Aim of the exercise
Everything in the records except the pictures should come back exactly as written.

Content starts

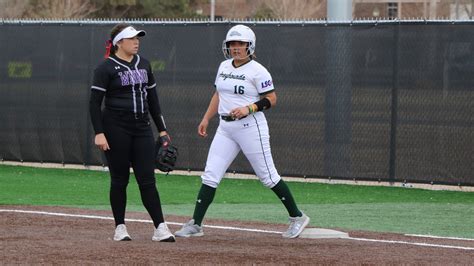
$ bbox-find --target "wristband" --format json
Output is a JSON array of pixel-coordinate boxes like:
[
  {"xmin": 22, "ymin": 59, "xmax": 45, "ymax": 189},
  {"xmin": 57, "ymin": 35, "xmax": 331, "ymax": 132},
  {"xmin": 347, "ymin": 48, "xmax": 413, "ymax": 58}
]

Content ends

Response box
$ bbox-find --target "wristband" --format json
Output is a JSON array of pixel-coordinate boxes like:
[
  {"xmin": 22, "ymin": 59, "xmax": 45, "ymax": 189},
  {"xmin": 57, "ymin": 35, "xmax": 331, "ymax": 132},
  {"xmin": 347, "ymin": 48, "xmax": 413, "ymax": 58}
]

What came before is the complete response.